---------- PASSAGE ----------
## TEX – Digital Typesetting

[Original Post in German]

 Facsimile of the 42-line Gutenberg bible from the copy at Berliner Staatsbibilothek Preuss. Kulturbesitz. Peagant, NY 1964

“Gutenberg has in fact invented nothing: Already in the middle of the second millennium BC it would have been possible to print books in that sense. All technical requirements (presses, ink, page-like pads, also the art of casting negatives into metal) had been in place then. Nobody printed yet because they were not conscious that they would handle type when drawing letters.”Vilém Flusser, “Schrift”

The 42-line bible from Gutenberg’s printing shop is regarded as the first book to be printed with the newly invented book printing with movable type. Until today at least 48 copies have survived. The typography of this world-changing book is still viewed as one of the most beautiful to be typeset – if not the most beautiful.

Gutenberg’s typography shows indeed a significant difference to later typesetting: while later typesetters would use leading – small wedges of lead or brass – to adjust word-spacing to the length of the line, Gutenberg used in total 290 different types, several for each letter, differing slightly in width. In respect to the page layout, Gutenberg kept thus much closer to the manuscript than later typesetters; aesthetically superior but far less efficient.

 Above and below: Typography of the famous font-designer Hermann Zapf – set with TEX (Images from http://www-cs-faculty.stanford.edu/~uno/).

When I studied mathematics in the early nineties, many of the newer lecture books were so ugly that I had difficulties to comprehend the content from these; the shabby quality of typography and reproduction in those times made the nerdy science maths even more unattractive. The reason for this decline in publication culture lies in the change from hot type to photo setting. In the modern setting machines – still partly mechanic or based on not-so-fast computers – it was not provided or just impossible to create such complicated formulae, multilined by indexes and superscripts, that characterise mathematics. So, usually it would be copying and binding simple computer prints or typewriter scripts with the formulae put in handwriting or drawn with a stencil. For the first time in 500 years the publishers departed from Gutenberg’s technology and some contemporary thinkers like Vilém Flusser even heralded the end of printing.

But not all books were that ugly. From time to time there appeared real pearls of typographic culture amongst the new editions – also in niche fields, in very small circulations, even with doctor or master theses there was a sudden surge in quality – at least regarding the look of the texts.

This is the merit of Donald E. Knuth:

 His book “The Art of Computer Programming” gave the occasion for Donald E. Knuth to systematically explore digital typography. The result justifies the labour!
---------- GIVEN DATA ----------
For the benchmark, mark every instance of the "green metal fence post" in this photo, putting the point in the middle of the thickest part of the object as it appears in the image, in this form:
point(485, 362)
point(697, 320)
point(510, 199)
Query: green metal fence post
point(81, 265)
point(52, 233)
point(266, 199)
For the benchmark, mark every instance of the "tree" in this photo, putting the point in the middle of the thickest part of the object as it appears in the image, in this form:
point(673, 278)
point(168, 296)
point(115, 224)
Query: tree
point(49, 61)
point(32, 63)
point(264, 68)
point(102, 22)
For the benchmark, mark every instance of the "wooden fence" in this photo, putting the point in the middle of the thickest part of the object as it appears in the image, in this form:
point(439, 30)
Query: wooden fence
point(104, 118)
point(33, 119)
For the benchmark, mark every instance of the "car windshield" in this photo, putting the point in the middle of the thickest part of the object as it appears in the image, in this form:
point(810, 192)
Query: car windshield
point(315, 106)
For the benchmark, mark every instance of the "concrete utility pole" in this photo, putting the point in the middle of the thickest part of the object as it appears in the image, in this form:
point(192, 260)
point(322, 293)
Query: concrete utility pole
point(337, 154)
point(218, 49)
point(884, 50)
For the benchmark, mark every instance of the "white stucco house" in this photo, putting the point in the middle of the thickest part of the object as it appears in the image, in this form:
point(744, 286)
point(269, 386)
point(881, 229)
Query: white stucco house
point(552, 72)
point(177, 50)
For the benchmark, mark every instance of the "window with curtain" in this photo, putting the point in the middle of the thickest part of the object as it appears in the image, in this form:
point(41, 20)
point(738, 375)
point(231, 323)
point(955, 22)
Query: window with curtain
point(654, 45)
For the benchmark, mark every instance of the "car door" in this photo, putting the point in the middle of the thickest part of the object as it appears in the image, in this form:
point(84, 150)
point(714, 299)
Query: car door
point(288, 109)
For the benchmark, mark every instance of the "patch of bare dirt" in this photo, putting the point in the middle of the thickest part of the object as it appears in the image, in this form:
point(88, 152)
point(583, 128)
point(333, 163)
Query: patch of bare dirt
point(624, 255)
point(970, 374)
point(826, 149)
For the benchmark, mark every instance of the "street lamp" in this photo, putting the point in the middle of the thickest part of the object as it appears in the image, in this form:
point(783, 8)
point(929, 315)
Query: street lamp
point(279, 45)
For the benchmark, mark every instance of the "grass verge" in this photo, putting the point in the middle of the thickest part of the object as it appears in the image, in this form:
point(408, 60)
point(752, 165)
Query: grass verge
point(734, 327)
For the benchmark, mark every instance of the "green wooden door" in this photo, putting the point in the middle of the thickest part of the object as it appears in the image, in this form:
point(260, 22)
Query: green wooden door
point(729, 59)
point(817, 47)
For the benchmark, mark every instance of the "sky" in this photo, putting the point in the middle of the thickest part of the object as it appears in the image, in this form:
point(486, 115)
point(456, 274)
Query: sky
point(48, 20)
----------
_WORK INSTRUCTIONS_: In the text on TEX and digital typesetting, reproduce word for word the part that begins with the words containing "Gutenberg’s typography shows" and ends with "far less efficient.".

_TASK SOLUTION_:
Gutenberg’s typography shows indeed a significant difference to later typesetting: while later typesetters would use leading – small wedges of lead or brass – to adjust word-spacing to the length of the line, Gutenberg used in total 290 different types, several for each letter, differing slightly in width. In respect to the page layout, Gutenberg kept thus much closer to the manuscript than later typesetters; aesthetically superior but far less efficient.